Point-per-instance localization data:
• • • • • • •

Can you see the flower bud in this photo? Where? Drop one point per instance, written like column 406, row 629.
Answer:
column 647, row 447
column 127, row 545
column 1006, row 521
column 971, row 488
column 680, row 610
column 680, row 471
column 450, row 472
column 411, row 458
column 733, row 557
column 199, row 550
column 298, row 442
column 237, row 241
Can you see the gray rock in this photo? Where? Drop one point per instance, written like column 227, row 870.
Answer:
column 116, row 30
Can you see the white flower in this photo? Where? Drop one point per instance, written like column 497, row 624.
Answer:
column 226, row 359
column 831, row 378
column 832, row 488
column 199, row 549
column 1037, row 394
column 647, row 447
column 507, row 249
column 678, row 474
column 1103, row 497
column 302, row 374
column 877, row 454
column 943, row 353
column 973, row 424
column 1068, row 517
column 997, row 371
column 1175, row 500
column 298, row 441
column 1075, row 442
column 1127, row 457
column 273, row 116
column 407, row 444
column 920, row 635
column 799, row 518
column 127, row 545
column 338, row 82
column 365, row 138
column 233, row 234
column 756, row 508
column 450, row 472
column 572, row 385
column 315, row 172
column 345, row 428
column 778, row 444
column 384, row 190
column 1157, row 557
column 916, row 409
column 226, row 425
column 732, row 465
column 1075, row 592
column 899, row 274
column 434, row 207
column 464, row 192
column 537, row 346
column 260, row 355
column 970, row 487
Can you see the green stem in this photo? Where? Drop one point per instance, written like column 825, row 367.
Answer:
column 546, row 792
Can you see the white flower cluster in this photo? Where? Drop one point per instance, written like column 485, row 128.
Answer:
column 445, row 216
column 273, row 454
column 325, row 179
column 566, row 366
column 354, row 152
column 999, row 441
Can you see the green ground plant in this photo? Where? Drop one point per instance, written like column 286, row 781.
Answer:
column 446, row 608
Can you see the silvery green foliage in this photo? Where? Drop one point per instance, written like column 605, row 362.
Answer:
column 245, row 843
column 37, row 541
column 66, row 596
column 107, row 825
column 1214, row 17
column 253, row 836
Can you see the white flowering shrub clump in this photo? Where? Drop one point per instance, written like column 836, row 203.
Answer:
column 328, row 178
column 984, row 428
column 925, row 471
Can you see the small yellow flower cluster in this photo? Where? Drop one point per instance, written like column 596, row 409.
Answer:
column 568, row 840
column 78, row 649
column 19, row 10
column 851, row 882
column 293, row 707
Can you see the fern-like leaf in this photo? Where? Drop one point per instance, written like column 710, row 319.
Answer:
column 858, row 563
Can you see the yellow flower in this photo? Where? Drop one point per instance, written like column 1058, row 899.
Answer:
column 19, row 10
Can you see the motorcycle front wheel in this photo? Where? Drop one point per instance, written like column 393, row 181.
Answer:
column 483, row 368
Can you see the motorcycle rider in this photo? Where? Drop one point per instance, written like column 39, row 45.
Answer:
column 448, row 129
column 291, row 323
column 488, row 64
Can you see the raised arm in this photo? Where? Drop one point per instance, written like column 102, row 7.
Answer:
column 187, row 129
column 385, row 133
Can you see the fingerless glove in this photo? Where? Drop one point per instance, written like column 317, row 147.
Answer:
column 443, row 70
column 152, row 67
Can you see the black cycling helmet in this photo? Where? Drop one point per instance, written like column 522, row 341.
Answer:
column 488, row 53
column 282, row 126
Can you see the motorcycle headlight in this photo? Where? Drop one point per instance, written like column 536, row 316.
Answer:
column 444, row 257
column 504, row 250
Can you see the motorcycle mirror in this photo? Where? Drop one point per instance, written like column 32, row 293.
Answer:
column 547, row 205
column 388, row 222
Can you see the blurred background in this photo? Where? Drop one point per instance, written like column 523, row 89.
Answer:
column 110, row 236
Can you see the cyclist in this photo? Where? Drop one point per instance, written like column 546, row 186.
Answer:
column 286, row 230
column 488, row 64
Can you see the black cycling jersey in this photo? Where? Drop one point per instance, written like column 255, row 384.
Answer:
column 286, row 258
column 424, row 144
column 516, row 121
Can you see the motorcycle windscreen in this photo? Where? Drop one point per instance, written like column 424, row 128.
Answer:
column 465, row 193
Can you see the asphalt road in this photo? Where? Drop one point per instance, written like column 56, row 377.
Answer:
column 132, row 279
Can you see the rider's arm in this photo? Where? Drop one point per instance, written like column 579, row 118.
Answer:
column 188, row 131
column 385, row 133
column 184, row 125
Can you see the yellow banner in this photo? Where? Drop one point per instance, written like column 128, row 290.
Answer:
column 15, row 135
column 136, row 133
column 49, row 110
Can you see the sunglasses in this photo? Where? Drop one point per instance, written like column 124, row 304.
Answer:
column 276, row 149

• • • • • • •

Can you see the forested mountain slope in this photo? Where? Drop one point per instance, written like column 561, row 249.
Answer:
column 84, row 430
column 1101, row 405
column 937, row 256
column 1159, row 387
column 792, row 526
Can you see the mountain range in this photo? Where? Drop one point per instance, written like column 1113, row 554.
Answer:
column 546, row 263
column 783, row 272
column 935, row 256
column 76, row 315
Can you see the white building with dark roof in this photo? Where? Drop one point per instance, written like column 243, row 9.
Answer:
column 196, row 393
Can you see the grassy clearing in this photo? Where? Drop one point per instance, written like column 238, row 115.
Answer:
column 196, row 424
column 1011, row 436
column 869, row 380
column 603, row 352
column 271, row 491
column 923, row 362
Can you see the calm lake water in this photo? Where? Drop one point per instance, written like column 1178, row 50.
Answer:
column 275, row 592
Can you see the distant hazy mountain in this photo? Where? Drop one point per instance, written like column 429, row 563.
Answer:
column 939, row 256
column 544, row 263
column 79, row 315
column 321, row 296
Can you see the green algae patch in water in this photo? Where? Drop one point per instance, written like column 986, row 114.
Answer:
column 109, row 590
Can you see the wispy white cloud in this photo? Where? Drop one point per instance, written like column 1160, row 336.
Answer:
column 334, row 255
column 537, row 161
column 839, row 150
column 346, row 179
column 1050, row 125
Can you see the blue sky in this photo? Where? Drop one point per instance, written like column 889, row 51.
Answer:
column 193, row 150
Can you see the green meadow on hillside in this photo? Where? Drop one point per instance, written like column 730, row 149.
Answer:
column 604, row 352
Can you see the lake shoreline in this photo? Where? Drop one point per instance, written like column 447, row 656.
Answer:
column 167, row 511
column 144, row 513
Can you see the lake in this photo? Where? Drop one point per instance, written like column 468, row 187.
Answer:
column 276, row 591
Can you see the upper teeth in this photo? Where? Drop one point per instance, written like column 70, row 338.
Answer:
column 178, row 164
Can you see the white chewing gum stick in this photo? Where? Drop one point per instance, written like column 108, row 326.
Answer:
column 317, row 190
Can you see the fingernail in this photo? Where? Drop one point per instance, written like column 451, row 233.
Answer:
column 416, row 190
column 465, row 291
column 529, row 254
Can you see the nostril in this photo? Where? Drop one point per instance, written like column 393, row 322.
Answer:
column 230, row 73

• • • • • • •

WHAT NEEDS TO BE DONE: Every line above that holds the string "cluster" should be copied into the answer.

FINISHED EXERCISE:
Can you see the white flower cluster in this photo? Where? Drop one point per instance, written like column 485, row 128.
Can you see the small yellow flower cluster in this photo? Where? Drop one point per instance, written like column 596, row 409.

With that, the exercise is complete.